• Exercise
According to the text on Ignatius John XIII, under whom did John study Syriac literature in Mardin?

• Text excerpt
Ignatius John XIII
|Ignatius John XIII bar Shay Allah|
|Syriac Orthodox Patriarch of Antioch and All the East|
|Church||Syriac Orthodox Church|
|Predecessor||Ignatius Chaleph of Maʿdan|
|Successor||Ignatius Noah of Lebanon|
|Birth name||John bar Shay Allah|
Mardin, Aq Qoyunlu
John was born in 1442 in the city of Mardin, where he would go on to study Syriac literature under Simon of Amid, a priest at the Church of the Forty Martyrs in Mardin, and John of Mardin. John also studied astronomy, dialectics, philosophy and theology in Mamluk Syria and Egypt. According to church documents, John was ordained Bishop of Sawro and Amid, the capital of the Aq Qoyunlu, in 1471, however it has been argued that John was ordained in 1474.
As bishop, John immediately began restoring dilapidated churches and monasteries throughout his diocese. Upon the death of Patriarch Chaleph in 1483, popular support for who would succeed him was divided between John and the former patriarch's nephew, the Maphrian Baselios Philoxenus. However, few bishops attempted to bribe the governor of Mardin, Ibrahim Beg, to acquire the patriarchal seat. Despite this, Ibrahim Beg, apparently influenced by the fact that John was heavily in debt to him as a result of his reconstruction efforts as Bishop of Amid, gave John his seal of approval as well as a fine garment.

• Extracted data
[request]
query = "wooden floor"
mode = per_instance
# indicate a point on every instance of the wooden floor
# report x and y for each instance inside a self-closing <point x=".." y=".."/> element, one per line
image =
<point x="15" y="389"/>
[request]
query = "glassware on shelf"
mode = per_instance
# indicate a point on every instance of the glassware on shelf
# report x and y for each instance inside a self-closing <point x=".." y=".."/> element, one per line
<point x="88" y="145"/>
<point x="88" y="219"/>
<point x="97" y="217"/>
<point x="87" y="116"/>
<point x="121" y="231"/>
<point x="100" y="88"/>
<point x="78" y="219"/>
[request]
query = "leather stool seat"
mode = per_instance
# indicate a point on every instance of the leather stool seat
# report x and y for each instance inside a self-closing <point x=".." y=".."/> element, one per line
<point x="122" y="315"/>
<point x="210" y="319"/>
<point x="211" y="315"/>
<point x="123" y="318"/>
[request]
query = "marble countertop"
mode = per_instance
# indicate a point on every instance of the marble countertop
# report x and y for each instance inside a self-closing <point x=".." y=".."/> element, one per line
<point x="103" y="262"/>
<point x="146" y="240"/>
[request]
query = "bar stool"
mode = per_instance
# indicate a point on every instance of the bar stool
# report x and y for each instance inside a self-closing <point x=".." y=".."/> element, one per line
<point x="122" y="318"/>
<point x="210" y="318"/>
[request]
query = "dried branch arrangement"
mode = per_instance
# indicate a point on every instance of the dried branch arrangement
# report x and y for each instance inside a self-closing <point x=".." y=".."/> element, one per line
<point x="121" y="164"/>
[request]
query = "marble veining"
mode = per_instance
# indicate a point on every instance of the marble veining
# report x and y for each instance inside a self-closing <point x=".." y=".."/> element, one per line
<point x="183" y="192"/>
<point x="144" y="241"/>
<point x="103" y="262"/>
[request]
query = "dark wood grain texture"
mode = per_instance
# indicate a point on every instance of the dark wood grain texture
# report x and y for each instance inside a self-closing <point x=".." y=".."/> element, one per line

• Solution below
He studied under Simon of Amid, a priest at the Church of the Forty Martyrs in Mardin, and John of Mardin.